→ **SHORT PROBLEM**: Take the line containing "# test: put a marker on the small pink" and every line after it in the data below, and print them exactly as given, with nothing else.
[start of RECORDS FOR THE TASK]
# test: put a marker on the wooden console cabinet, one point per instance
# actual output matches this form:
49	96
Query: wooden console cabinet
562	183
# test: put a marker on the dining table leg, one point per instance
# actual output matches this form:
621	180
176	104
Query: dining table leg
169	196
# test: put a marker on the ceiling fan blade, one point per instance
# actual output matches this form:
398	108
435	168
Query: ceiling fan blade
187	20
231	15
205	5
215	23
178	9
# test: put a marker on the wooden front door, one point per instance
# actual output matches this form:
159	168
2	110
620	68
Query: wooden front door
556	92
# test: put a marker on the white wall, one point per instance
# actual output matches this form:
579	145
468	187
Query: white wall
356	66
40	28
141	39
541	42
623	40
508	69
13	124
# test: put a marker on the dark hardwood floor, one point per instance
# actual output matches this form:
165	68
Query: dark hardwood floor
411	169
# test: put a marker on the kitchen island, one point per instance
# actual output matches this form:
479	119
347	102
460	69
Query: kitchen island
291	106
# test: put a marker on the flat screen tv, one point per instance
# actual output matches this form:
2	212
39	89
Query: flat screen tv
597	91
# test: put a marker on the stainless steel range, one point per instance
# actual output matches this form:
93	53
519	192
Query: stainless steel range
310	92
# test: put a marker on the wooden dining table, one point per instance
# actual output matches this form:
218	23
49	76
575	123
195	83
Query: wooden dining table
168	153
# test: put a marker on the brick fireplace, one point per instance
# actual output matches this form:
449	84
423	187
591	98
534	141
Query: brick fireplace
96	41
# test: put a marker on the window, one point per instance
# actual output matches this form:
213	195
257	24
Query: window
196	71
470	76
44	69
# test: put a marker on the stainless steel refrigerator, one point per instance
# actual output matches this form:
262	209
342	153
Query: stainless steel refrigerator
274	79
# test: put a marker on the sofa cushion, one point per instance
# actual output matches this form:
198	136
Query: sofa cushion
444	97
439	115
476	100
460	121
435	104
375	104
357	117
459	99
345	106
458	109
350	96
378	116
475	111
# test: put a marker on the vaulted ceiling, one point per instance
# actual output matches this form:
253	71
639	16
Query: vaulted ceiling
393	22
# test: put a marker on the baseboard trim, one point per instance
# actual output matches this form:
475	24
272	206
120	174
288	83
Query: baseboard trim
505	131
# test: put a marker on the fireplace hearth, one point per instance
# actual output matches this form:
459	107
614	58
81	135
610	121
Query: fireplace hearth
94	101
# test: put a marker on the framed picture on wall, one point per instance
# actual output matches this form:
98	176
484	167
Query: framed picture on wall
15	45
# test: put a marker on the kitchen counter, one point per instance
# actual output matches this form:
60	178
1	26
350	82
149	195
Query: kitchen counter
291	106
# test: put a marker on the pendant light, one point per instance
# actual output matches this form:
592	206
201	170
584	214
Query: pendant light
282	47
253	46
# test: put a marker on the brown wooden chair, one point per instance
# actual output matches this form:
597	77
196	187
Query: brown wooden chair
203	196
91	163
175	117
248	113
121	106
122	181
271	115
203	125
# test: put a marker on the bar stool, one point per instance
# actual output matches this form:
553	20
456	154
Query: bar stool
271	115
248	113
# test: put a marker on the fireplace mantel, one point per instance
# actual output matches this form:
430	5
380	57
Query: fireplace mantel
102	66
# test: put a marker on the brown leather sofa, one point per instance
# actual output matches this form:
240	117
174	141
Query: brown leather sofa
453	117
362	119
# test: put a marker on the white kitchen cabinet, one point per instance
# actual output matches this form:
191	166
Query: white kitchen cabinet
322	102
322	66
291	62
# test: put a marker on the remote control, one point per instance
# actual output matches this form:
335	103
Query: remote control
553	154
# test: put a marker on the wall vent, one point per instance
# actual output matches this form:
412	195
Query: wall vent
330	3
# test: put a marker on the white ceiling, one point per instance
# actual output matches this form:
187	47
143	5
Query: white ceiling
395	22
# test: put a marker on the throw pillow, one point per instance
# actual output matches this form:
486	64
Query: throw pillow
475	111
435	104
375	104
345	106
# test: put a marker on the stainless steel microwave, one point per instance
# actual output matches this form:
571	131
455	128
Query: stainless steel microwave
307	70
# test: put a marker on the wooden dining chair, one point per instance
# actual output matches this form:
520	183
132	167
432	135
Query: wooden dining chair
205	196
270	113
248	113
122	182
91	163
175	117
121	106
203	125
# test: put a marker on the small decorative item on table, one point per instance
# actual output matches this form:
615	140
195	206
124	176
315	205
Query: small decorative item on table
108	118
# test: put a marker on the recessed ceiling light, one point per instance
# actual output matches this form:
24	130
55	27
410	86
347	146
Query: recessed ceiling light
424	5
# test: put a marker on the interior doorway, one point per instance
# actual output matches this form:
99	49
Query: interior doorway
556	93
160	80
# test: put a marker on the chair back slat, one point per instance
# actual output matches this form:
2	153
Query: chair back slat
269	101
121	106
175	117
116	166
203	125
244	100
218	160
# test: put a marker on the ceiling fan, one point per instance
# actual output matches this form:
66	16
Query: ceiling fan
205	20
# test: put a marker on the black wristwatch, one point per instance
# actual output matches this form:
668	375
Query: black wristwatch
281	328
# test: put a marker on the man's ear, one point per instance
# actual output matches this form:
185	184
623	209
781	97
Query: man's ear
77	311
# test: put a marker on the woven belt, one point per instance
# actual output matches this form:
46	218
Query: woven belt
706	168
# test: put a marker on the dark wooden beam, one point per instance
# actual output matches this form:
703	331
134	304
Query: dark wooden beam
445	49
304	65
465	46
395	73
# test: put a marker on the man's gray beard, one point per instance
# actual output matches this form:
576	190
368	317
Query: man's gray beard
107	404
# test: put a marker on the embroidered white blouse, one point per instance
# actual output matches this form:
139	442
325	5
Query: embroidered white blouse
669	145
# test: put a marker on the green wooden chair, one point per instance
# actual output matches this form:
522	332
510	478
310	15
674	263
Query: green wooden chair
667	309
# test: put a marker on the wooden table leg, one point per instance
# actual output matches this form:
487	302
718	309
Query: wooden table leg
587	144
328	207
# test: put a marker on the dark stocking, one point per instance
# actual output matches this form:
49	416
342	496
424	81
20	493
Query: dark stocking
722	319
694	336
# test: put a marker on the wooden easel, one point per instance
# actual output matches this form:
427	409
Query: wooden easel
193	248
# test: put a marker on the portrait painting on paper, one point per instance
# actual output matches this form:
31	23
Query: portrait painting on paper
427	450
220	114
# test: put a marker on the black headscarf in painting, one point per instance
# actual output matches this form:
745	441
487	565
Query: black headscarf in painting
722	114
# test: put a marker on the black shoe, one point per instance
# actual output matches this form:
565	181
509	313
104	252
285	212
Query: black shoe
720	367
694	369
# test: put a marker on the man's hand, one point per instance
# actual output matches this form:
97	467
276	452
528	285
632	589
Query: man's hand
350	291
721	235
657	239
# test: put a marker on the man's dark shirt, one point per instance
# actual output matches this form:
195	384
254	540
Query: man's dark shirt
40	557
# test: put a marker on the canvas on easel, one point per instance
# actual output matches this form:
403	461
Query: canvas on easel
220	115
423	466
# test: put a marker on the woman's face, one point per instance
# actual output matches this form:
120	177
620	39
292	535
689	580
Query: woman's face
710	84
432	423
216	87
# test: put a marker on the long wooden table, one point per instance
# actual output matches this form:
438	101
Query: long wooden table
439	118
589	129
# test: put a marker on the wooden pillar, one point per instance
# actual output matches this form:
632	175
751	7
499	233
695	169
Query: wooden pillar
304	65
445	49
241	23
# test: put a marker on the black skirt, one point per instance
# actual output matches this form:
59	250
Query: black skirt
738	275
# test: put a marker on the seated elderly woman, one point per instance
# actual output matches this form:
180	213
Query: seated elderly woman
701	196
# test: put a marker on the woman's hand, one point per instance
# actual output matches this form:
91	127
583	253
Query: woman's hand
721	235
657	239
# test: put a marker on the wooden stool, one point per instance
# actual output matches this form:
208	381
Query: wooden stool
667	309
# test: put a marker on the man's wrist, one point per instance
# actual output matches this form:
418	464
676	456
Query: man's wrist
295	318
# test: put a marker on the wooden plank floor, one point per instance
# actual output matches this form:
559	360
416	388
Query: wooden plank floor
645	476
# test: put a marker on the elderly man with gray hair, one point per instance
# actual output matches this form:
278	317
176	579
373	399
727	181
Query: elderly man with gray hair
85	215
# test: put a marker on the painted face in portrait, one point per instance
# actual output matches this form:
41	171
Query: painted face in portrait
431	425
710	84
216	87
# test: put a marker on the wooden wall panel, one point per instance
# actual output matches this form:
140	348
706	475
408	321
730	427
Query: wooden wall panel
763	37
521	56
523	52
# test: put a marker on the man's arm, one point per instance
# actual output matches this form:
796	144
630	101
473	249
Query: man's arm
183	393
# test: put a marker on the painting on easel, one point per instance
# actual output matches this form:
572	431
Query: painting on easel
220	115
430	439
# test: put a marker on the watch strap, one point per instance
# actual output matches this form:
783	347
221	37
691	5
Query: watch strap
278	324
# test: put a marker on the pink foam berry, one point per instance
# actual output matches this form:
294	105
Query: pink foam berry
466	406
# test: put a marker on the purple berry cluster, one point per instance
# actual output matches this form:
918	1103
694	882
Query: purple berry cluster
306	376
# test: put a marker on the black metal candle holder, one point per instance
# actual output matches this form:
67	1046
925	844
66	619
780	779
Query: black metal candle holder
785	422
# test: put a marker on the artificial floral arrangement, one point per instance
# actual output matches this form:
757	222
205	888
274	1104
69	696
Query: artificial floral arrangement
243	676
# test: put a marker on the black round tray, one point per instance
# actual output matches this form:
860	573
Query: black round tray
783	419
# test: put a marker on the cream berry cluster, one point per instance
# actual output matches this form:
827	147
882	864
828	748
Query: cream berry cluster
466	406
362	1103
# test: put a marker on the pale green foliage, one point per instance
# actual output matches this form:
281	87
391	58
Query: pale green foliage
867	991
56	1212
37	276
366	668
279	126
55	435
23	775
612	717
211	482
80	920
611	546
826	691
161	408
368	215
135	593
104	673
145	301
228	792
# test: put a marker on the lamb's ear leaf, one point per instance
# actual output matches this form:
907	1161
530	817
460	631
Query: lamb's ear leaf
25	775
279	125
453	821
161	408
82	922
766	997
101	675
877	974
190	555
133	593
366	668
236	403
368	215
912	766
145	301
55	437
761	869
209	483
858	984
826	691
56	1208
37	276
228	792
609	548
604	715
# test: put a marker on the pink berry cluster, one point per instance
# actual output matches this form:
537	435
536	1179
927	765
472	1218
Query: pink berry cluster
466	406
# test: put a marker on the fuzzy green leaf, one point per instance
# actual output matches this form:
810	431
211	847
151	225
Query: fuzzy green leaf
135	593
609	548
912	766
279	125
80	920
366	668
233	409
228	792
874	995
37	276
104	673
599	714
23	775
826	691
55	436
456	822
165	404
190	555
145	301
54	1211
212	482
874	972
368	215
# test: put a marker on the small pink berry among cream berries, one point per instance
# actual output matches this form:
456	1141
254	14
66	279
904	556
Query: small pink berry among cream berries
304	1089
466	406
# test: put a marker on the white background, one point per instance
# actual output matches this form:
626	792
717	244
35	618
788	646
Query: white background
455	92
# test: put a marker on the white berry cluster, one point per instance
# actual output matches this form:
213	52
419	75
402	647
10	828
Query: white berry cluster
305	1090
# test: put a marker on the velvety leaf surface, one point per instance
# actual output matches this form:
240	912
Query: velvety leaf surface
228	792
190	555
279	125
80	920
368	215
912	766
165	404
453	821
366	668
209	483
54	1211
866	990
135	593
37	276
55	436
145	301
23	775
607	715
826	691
[end of RECORDS FOR THE TASK]
→ **SOLUTION**:
# test: put a marker on the small pink berry among cream berries, one point per instance
# actual output matches this form:
456	1141
254	14
66	279
904	556
Query: small pink berry among cream berries
304	1089
466	406
# test: put a marker on the white background, one point per instance
# actual output matches this form:
626	792
717	244
35	618
788	646
Query: white background
455	92
# test: put a marker on the white berry cluster, one point per instance
# actual output matches this form:
213	52
419	75
402	647
10	828
Query: white berry cluster
305	1090
# test: put a marker on the velvety leaf surface, one point per instance
# actual output matches this form:
240	912
Query: velvety leaf surface
228	792
190	555
279	125
80	920
368	215
912	766
165	404
453	821
366	668
209	483
54	1211
866	990
135	593
37	276
55	436
145	301
23	775
607	715
826	691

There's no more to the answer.